# PROBLEM DESCRIPTION:
Pick out and copy every line below that has the word "mouth".

(Region pointing data)
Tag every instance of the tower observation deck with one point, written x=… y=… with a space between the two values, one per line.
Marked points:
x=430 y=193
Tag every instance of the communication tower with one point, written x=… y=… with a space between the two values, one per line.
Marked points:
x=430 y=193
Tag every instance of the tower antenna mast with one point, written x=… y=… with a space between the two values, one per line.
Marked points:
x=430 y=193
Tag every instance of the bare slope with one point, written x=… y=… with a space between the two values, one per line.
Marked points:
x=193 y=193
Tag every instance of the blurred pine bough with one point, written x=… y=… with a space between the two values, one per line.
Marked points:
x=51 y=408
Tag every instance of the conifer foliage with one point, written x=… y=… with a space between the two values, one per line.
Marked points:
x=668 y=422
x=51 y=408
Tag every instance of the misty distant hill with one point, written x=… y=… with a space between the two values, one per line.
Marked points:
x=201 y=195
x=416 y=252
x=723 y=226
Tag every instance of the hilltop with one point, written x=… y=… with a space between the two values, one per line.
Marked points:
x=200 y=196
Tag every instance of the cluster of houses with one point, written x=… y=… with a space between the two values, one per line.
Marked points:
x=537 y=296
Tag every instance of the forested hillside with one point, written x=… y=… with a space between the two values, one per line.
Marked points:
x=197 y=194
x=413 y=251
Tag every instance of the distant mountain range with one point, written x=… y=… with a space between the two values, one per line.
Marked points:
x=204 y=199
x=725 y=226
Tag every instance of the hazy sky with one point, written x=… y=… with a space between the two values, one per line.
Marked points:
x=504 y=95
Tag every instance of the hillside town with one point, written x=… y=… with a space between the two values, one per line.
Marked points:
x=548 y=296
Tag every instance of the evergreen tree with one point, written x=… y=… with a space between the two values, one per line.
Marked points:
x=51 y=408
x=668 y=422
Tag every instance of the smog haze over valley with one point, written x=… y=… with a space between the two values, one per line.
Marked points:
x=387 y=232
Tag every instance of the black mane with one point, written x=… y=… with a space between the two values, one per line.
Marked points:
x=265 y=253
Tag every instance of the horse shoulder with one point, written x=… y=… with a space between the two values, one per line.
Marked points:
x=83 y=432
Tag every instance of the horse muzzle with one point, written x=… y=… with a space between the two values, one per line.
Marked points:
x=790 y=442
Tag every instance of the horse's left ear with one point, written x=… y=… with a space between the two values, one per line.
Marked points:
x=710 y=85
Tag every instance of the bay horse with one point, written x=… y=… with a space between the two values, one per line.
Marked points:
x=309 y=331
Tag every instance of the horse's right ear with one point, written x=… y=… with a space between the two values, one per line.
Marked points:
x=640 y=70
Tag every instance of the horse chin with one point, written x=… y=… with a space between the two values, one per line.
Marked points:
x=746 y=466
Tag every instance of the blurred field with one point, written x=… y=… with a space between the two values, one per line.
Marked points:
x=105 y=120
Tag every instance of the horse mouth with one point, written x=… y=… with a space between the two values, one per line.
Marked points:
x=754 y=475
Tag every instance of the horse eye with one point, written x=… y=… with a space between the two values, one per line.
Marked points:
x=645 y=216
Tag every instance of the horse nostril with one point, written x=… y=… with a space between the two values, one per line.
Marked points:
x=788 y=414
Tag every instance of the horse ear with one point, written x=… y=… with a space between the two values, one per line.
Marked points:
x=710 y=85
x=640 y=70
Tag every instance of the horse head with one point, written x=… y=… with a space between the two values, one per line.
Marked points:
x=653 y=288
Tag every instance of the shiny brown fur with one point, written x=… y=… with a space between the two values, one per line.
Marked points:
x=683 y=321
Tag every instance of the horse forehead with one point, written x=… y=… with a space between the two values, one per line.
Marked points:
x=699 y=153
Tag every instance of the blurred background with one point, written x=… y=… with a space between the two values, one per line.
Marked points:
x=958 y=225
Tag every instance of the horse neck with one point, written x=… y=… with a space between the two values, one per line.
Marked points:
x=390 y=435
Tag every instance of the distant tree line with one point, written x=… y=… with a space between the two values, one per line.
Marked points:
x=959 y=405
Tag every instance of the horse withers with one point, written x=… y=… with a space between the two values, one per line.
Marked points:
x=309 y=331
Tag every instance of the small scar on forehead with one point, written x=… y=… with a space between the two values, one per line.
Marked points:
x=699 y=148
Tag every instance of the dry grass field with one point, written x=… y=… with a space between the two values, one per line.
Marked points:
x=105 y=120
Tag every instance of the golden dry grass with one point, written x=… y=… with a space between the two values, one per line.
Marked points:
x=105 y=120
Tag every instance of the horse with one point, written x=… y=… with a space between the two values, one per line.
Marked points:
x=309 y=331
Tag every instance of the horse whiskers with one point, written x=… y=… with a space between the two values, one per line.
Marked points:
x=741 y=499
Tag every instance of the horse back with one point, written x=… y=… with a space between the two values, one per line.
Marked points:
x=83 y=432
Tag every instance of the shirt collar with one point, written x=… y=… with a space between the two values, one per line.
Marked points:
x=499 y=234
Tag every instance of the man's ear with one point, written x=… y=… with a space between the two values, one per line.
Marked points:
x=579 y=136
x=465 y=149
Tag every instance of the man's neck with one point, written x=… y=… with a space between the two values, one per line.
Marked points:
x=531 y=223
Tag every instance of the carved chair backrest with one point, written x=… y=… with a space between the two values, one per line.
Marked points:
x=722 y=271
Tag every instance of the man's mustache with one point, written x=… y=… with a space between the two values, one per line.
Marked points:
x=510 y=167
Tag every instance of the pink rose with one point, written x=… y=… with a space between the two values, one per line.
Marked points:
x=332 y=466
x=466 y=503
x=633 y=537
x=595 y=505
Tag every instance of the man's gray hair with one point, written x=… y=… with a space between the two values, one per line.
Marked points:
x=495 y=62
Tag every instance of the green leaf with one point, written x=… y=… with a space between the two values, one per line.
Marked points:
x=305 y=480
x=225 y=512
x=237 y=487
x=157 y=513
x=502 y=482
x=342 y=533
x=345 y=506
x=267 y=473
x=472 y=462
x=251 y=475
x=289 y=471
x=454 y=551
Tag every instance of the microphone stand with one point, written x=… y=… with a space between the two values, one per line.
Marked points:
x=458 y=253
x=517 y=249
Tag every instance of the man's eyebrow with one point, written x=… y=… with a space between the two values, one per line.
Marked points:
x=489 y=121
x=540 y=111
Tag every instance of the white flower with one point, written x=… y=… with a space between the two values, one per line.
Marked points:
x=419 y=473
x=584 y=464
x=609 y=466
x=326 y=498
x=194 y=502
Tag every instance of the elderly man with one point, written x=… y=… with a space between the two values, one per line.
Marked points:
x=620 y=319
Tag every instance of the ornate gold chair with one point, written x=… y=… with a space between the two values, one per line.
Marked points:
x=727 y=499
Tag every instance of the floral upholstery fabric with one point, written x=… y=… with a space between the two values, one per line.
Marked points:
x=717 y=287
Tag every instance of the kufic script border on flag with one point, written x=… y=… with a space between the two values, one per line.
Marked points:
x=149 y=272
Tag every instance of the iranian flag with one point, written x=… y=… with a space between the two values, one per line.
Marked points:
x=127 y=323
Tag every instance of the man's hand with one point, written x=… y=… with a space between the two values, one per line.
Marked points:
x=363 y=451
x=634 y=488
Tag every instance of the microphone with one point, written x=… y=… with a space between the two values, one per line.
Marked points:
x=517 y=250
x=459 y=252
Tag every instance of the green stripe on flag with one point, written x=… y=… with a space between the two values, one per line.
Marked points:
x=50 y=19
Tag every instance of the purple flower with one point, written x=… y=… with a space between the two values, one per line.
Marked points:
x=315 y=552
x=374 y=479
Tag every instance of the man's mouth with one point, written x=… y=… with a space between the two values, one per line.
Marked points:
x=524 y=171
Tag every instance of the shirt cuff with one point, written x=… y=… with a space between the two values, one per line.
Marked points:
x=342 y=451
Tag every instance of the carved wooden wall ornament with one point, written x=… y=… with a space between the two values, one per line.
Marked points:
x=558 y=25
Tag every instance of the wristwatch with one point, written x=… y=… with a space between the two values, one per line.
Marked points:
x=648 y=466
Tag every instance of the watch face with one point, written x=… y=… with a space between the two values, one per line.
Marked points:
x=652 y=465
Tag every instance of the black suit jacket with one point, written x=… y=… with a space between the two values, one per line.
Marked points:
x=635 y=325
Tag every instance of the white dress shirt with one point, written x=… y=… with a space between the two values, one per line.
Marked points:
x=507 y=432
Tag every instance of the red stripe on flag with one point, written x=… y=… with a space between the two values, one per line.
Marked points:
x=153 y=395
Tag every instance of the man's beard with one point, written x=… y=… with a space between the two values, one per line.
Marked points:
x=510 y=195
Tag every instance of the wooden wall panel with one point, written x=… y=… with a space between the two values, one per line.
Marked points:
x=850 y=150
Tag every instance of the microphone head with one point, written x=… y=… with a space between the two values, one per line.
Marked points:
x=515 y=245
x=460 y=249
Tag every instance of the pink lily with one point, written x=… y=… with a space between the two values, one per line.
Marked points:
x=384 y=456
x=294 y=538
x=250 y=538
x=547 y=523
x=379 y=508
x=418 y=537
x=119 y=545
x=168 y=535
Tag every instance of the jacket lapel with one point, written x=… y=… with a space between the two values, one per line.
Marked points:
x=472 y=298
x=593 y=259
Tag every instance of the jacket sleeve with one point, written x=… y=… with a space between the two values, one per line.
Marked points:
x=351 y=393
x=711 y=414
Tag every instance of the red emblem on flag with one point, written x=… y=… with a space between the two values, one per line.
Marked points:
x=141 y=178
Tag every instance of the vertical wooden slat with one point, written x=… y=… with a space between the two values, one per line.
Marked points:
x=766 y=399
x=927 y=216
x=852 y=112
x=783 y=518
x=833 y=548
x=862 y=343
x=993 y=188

# SOLUTION:
Tag every instance of the horse mouth with one point, written x=… y=… with a space between the two values, one per line.
Tag every instance of the man's mouth with one point, written x=… y=… with a space between the two values, one per line.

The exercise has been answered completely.